WORK INSTRUCTIONS:
1. In the comment on media imagery, duplicate the passage starting with "Hacker Newsnew |" and going on through "a fascinating point.".
2. According to the comment on media imagery, how does the implicit messaging in editorial and advertising photography work? Answer in one to three sentences.
3. Write the next part of the comment on media imagery, picking up after its final sentence.

Hacker Newsnew | past | comments | ask | show | jobs | submitlogin

That’s another great point. I noticed that too, and the suggestion that it makes.

However, besides the image, in the article they don’t exactly sell the theory that he does anything suspicious at all. I don’t think they even suggested it. It seems he’s painting entirely as the victim.

This seeming contrast raises a fascinating point.

I totally agree with you of the importance of image messaging. Image analysis in the media of different countries is such a fascinating thing.

Like if you look at the representation of how: Black people are portrayed in American media; how Asian people are portrayed in American media; how white people are portrayed in Asian media; how Middle Eastern people are displayed in Anglosphere Western media — it’s very intriguing. By media here here I mostly mean the kind of editorial and advertising photography which you identified, wherever that is carried even in video.

It’s very a fascinating topic, and while it provides a clear window into the racial biases of different cultures it’s not extensively analyzed within the same channels that carry that imagery.

Yet it’s this powerful form of implicit messaging. The messaging functions through the presentation of a photorealistic “life like” (reflection of life) image that presents, programs, propagates and reinforces those racial biases.

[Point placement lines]
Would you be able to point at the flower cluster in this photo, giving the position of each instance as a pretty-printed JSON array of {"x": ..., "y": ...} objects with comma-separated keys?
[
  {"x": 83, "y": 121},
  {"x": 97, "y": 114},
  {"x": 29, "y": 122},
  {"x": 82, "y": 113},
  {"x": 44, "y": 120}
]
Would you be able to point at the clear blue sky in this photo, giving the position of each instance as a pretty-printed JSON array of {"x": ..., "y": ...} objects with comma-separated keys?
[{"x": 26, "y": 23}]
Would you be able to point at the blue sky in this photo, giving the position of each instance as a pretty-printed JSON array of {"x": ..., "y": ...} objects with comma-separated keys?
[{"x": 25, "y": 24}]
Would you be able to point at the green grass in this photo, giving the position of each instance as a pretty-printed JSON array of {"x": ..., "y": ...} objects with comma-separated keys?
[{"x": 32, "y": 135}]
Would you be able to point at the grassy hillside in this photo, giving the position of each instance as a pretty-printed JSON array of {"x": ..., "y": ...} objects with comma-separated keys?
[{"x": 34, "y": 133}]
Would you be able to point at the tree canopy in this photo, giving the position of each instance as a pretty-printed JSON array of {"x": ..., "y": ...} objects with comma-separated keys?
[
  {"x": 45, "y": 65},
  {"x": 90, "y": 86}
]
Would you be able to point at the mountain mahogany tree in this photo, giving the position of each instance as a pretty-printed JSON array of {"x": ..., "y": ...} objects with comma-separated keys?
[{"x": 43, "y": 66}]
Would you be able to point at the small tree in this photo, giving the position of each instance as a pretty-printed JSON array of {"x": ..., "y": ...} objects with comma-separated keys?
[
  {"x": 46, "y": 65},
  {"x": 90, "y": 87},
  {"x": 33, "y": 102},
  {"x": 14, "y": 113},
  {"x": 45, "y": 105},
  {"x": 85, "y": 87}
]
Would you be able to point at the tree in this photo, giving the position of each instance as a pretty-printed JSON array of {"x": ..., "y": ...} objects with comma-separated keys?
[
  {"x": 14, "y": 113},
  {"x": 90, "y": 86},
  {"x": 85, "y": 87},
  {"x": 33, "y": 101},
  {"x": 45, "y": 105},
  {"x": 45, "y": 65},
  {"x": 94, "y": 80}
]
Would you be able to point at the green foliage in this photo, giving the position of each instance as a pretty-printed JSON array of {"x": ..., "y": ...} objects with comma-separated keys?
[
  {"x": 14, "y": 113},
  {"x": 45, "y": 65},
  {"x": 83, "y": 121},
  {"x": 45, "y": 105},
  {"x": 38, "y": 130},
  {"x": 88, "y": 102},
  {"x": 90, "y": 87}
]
---
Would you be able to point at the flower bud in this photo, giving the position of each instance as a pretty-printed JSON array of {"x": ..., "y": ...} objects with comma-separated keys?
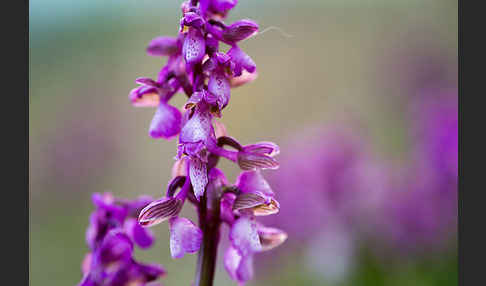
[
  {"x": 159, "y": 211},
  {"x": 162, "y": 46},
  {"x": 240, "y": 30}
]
==
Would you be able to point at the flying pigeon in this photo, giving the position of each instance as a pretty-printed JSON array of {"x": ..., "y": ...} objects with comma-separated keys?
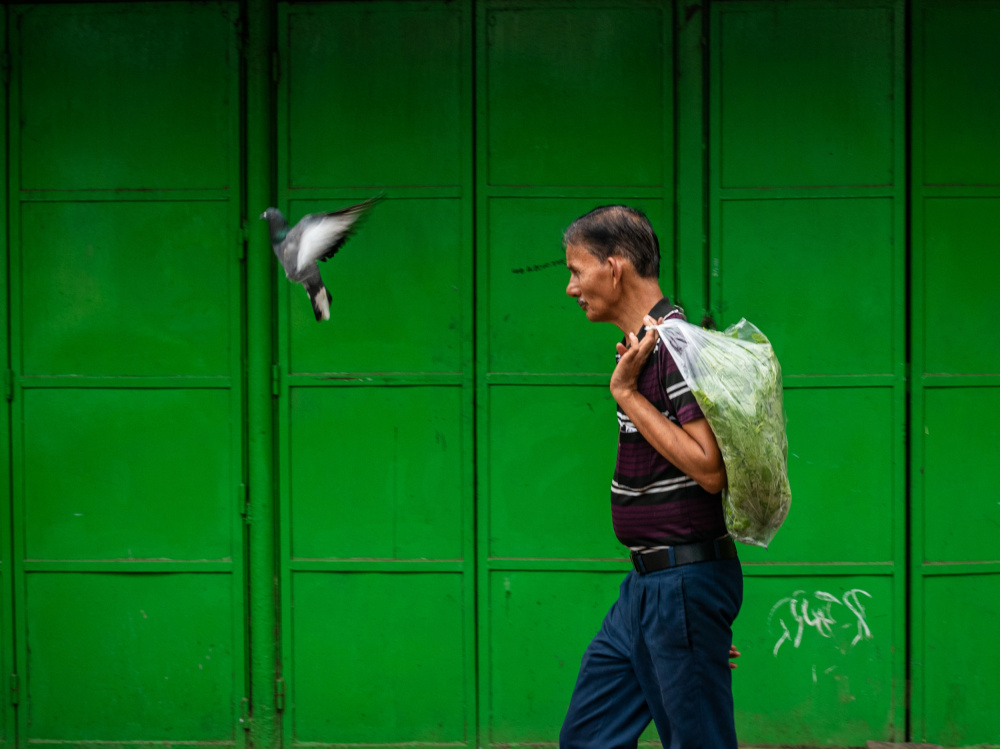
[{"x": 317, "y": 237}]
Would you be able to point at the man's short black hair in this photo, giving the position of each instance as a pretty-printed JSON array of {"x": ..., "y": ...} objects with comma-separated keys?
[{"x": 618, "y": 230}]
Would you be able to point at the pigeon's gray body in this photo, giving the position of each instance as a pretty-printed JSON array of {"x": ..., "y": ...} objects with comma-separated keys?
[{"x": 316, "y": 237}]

ANSWERS FOR THE EXERCISE:
1.
Hacker Newsnew | past | comments | ask | show | jobs | submitlogin

That’s another great point. I noticed that too, and the suggestion that it makes.

However, besides the image, in the article they don’t exactly sell the theory that he does anything suspicious at all. I don’t think they even suggested it. It seems he’s painting entirely as the victim.

This seeming contrast raises a fascinating point.

2. It works through a photorealistic, "life like" image that appears to reflect life. That image presents, programs, propagates and reinforces racial biases.

3.
Paradoxically, almost all cultures will pay lip service to wanting to do away with racism, while yet also dealing extensively in this imagery that implicitly carries negative racist messages. This creates a strange reinforcement of the stereotypes that, in words at least, a culture commonly says it seeks to reject.



A reporter wrote the text; a photographer took the photo; an editor arranged the final composition.

They don't always perfectly align on big nor small.


Completely agree! It's hard to pin down intention or suggest coordination. Sometimes it could simply be accidental.

But it's also possible to argue that, in aggregate, the average media expression of a culture would likely reflect its unconscious biases. And I think the evidence of this in media imagery is clear.

Surely there may sometimes be a deliberate agenda carefully projected through manipulations of imagery, but other times the same end effect may occur simply through a "culturally unconscious" process.


Danny Taing does give off an Asian gangsta vibe. It wouldn't surprise me if he is a gangsta of sorts, in terms of business. It's not easy to be in a business that involves high risk international importing and distribution.


How come white's the only group not capitalized? Just funny to spot.


Haha that's a good catch! I agree it's funny to spot. I don't know. I wonder why?

It may seem like a small thing but I think you raise a fascinating and important point!

Could you advise on what a possible "correct" capitalization should be? I don't know! Here's what I think:

It would feel weird to capitalize white. I think because I see it as a descriptive color, not an identity. But in English text I've often seen Black capitalized when it's referring to people's skin color, so perhaps I'm just reflecting that.

But I don't think you can not-capitalize "Asian", as Asia is a proper name for a region, same for Middle East, tho probably can lowercase black? Haha I don't know ! :)

Maybe it's my skin color is what people call "white" in these simple distinctions, so using capitalization for other groups is a sign of respect, or a form of difference signaling, which would seem weird to apply to my one.

I suppose you could consider such distinctions as racist, but indeed by that definition then noting any racial distinction is racist.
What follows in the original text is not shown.